• [SELECTED PASSAGE]
-*-*-

The Tariff Landscape: Section 122 Replaces IEEPA

In February 2026, a U.S. federal court ruled that the International Emergency Economic Powers Act (IEEPA) could not serve as a standalone statutory basis for tariff imposition. The White House responded by issuing a Presidential Proclamation on February 20, 2026, invoking "Section 122 of the Trade Act of 1974" to impose a "10% temporary import surcharge" on most goods entering the United States, effective February 24, 2026.
According to analysis published by Covington & Burling and BDO USA in March 2026, Section 122 surcharges are designed as additive to existing MFN and Section 301 duties, but are "non-additive with Section 232" duties (steel and aluminum). The initial 150-day duration runs through approximately July 24, 2026.

-*-*-

• [REQUIRED WORK]
a – Copy the tariff passage word for word, everything from "According to analysis" down to "July 24, 2026.".
b – According to the tariff passage, on what date did the Section 122 import surcharge take effect?
Rely only on the tariff passage above.

[Labeling and segmentation records]
-*-*-

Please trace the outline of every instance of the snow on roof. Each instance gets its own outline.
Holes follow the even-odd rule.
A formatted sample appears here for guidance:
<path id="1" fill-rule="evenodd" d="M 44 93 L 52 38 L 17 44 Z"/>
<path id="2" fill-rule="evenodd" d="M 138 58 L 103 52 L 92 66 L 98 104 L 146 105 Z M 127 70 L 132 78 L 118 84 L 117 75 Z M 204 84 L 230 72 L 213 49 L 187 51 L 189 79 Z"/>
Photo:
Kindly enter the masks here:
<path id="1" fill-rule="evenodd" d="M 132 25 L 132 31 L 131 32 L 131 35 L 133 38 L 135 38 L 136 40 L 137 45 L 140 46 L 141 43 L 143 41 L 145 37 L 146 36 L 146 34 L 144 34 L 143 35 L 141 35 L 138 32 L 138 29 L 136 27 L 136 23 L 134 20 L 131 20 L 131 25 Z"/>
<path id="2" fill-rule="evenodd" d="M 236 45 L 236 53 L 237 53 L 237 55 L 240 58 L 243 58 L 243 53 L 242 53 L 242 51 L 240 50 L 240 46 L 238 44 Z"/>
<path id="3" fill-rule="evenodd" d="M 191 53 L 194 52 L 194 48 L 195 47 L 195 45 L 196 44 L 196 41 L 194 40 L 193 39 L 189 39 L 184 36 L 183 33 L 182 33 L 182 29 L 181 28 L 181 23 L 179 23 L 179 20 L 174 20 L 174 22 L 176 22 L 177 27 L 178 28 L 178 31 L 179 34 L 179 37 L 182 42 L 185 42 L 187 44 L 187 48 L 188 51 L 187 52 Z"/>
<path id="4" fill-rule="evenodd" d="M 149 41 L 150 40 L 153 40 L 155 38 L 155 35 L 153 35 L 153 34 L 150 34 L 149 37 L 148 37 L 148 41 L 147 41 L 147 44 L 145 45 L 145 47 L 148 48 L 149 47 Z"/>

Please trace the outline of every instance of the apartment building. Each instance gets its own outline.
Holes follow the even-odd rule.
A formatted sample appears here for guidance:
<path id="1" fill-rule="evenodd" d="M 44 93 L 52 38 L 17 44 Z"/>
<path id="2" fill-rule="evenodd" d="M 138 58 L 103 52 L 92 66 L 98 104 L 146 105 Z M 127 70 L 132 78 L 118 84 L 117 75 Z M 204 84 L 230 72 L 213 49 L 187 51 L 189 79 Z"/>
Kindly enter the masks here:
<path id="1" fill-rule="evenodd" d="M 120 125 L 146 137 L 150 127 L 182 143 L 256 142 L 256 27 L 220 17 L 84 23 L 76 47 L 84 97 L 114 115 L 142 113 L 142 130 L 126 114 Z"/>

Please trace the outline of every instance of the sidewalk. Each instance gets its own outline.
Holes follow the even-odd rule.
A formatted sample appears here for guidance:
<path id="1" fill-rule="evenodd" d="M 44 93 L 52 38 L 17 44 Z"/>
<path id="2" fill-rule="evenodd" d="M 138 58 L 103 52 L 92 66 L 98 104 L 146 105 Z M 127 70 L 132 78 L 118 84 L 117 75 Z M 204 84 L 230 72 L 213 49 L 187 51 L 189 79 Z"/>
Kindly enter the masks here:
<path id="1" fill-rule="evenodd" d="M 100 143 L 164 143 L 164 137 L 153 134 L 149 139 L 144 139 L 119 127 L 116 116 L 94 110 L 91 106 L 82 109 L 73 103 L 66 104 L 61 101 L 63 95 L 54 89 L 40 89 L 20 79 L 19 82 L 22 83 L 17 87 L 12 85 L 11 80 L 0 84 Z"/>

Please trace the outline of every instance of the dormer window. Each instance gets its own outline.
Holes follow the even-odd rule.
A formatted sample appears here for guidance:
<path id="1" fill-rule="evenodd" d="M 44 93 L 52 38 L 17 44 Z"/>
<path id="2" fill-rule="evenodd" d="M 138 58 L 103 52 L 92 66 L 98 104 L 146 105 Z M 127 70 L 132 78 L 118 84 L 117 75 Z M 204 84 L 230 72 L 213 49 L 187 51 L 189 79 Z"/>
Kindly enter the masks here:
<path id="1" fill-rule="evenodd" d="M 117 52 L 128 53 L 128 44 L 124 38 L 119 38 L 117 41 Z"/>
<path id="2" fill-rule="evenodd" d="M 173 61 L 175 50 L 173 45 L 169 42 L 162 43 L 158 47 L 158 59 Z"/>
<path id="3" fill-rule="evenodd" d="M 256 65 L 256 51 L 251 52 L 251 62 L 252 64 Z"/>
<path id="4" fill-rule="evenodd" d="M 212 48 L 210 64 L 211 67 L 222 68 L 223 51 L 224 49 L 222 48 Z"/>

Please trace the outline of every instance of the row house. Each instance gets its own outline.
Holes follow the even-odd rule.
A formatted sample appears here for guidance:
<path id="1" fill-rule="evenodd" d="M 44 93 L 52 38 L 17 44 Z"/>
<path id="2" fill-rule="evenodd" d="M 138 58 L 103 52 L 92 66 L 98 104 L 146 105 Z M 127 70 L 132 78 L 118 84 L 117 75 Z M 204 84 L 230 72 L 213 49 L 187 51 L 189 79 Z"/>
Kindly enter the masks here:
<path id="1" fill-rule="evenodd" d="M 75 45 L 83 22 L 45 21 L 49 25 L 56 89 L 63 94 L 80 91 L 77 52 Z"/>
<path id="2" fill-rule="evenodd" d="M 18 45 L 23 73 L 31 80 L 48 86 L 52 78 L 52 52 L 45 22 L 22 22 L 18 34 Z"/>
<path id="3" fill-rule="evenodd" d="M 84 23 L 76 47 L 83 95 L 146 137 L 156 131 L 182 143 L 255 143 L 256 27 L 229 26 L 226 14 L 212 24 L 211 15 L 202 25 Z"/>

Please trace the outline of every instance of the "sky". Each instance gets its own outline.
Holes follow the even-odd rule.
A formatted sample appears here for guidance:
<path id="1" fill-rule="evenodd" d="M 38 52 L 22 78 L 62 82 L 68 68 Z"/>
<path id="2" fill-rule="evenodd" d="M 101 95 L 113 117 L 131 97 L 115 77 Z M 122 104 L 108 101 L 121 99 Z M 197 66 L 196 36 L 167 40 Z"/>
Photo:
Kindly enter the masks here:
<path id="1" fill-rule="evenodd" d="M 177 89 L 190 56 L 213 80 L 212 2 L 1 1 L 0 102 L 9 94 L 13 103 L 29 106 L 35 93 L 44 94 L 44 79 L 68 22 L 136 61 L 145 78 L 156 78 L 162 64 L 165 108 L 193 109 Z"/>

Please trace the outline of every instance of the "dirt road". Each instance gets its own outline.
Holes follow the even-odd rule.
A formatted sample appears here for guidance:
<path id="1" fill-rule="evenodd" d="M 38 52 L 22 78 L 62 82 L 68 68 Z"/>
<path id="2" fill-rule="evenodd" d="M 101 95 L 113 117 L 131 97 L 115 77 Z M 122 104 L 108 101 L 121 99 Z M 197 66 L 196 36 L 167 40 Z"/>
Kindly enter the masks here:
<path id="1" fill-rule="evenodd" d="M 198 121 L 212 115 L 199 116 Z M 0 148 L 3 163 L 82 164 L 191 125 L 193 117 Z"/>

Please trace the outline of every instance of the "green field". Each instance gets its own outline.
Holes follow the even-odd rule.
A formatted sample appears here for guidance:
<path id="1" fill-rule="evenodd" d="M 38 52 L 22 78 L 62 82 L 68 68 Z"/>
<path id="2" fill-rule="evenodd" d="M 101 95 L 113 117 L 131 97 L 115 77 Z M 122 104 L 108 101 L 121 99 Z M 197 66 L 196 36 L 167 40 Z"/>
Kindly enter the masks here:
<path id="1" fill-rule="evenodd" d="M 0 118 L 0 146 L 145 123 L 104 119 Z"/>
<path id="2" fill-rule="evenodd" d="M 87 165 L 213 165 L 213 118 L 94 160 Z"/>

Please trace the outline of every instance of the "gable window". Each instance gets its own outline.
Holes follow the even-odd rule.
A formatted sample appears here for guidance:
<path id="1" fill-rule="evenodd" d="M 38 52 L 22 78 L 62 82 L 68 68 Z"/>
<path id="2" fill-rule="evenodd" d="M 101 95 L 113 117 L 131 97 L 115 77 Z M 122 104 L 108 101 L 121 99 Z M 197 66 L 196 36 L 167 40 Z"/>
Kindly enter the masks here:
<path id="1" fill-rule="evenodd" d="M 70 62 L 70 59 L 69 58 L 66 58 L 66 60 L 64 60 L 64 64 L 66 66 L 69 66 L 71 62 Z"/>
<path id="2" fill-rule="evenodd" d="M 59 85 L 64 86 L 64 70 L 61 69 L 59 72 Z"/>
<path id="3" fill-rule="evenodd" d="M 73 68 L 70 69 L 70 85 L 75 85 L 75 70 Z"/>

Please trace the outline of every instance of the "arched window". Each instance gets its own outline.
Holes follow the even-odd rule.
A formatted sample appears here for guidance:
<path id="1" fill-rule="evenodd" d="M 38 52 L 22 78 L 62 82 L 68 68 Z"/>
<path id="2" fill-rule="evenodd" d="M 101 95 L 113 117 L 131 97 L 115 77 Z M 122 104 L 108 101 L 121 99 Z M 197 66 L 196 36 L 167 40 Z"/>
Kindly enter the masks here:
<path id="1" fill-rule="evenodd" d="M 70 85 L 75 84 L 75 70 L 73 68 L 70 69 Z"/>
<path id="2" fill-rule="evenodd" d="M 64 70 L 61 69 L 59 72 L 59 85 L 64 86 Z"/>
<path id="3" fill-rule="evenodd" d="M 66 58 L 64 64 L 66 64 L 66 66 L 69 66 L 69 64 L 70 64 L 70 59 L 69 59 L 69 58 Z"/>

-*-*-

• [ANSWERS PROVIDED]
a –
According to analysis published by Covington & Burling and BDO USA in March 2026, Section 122 surcharges are designed as additive to existing MFN and Section 301 duties, but are "non-additive with Section 232" duties (steel and aluminum). The initial 150-day duration runs through approximately July 24, 2026.

b – February 24, 2026.